EXERCISE INSTRUCTIONS:
In the text below on an International Content Services Centre, find the corporation tax rate that IDA Ireland listed as a driving force for investment in the IFSC.

EXCERPT PROVIDED:
* * *
A vision for an International Content Services Centre

It was definitely a ray of sunshine during a week of bad economic news to see that online gaming company GOA was to create 400 Multilingual Customer & Operations Support Centre jobs in The Digital Hub. GOA is the online Games Division of Orange, Europe’s third largest mobile telephone operator and the largest provider of broadband services.
It was this and a mention by Tánaiste Mary Coughlan of the desire to develop Ireland as an Intellectual Property hub that got us to wondering what initiative could coalesce the current digital media offerings in Ireland into a more coherent and truly global offering.

We have had success in this area before, all be it in a different industry sector: the International Financial Services Centre (IFSC), or An Lárionad Seirbhísí Airgeadais Idirnáisiúnta (LSAI), based in Dublin is now regarded as being a major economic engine for Ireland and arguably, its success was a cornerstone for the Celtic tiger era that followed its establishment. The centre was originally the brainchild of an associate of the billionaire Dermot Desmond, who together approached Charles Haughey, then in opposition, who made it the centre-piece of his economic manifesto (a brave move during recessionary times) when he came back into power. The Finance Act, 1987 (Section 30) allowed for the designation of such an area.

According to IDA Ireland, the main driving forces for attracting foreign investment to set up in the IFSC included: competitive corporation tax rate of 12.5 percent; the fact that Ireland is the only English-speaking common-law jurisdiction in the Euro zone; an extensive tax treaty network (41 treaties, and nine others awaiting ratification); EU and OECD approval; sophisticated pro-business regulatory environment; proactive, all-party political support; and world-class professional services. Other incentives for companies setting up in the IFSC also included: exemption from withholding tax on interest paid to non-residents; tax exemption for collective investment/life assurance funds; and no net asset value tax on funds.

Now as the financial sector worldwide stares into the abyss and our economy once more faces tough times ahead, it would make sense that another bold move be made to ground Ireland’s economic future. Times have changed and as we move closer to Europe (the Lisbon Treaty excluded), our hands are tied somewhat from offering the same generous incentives. However, where we can make a difference is tackling a global need with innovative solutions. Digital Media, or more specifically, Digital Content offers a fine opportuntiy.

First off, what do I mean by digital content. Well, it is just over 5000 days since the Initial Public Offering of Netscape on August 9th 1995. Many observers have argued that this heralded the birth of the internet boom as we know it as the money raised from the IPO allowed Netscape to give away their internet browser for free. This also set the field for open standards on the internet and created a competitive landscape that has meant that the internet has thrived as a pluralistic endeavour.
* * *
EXCERPTED RECORDS:

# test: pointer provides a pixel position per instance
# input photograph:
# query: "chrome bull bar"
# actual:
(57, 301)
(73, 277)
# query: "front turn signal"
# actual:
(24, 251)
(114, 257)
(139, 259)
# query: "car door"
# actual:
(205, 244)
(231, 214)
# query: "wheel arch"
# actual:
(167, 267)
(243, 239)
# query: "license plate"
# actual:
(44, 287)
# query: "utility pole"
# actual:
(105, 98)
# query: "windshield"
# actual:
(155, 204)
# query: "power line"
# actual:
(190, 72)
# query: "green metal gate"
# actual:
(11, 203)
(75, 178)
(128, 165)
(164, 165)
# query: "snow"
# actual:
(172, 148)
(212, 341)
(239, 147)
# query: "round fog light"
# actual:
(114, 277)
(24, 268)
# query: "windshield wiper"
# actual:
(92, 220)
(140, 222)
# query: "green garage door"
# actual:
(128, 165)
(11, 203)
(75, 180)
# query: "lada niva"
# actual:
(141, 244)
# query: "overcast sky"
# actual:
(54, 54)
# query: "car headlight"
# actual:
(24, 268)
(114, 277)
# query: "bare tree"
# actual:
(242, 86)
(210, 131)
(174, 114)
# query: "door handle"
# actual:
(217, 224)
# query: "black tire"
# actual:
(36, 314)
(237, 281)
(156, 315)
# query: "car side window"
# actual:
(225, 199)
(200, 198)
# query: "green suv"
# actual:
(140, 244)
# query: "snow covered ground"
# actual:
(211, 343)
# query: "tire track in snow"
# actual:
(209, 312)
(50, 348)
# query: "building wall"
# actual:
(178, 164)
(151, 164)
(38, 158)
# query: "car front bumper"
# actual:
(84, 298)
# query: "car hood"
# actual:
* * *
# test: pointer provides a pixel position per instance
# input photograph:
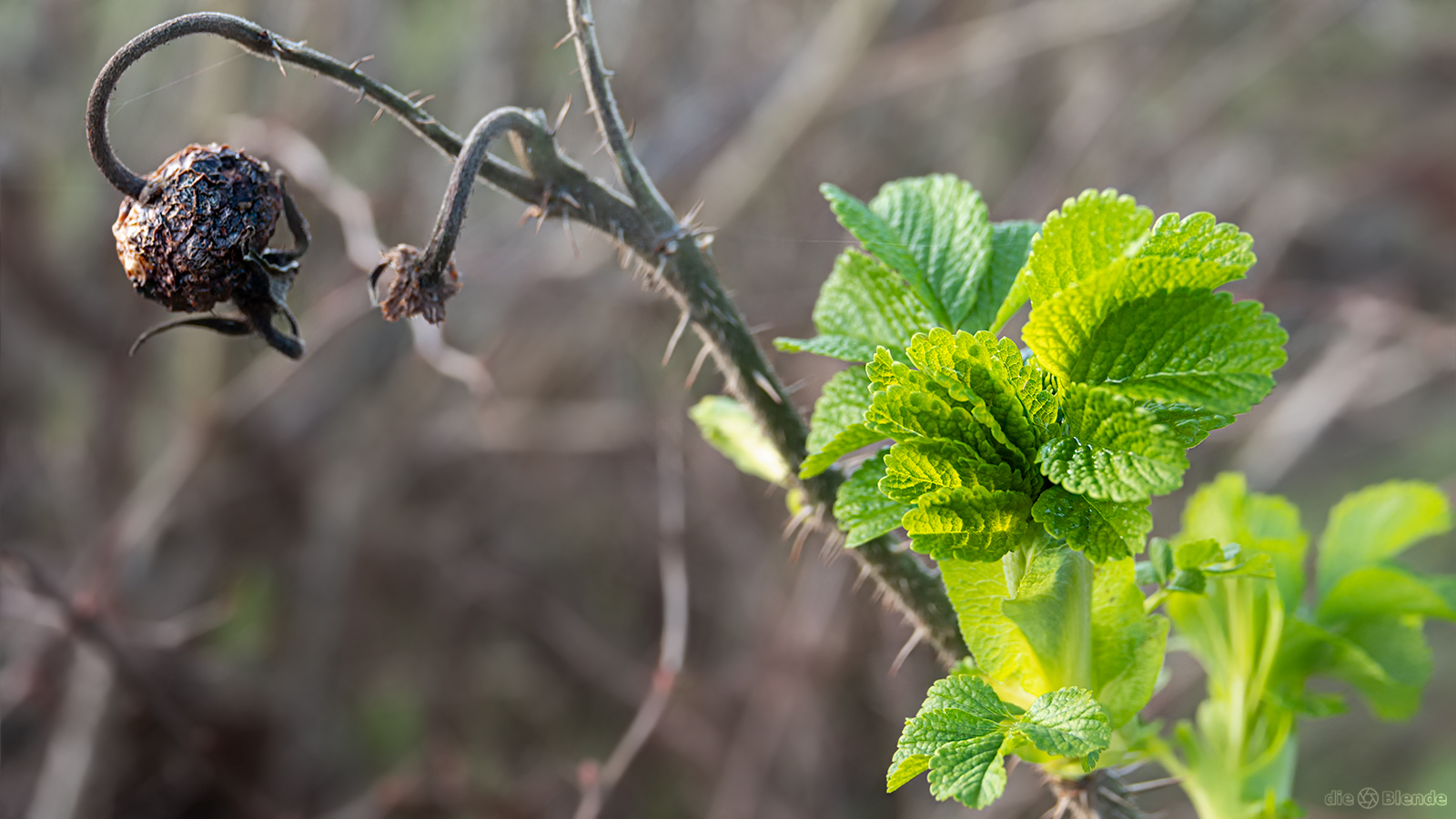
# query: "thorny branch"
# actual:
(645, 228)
* * *
RESULT FOR THIS EXERCISE:
12.5 percent.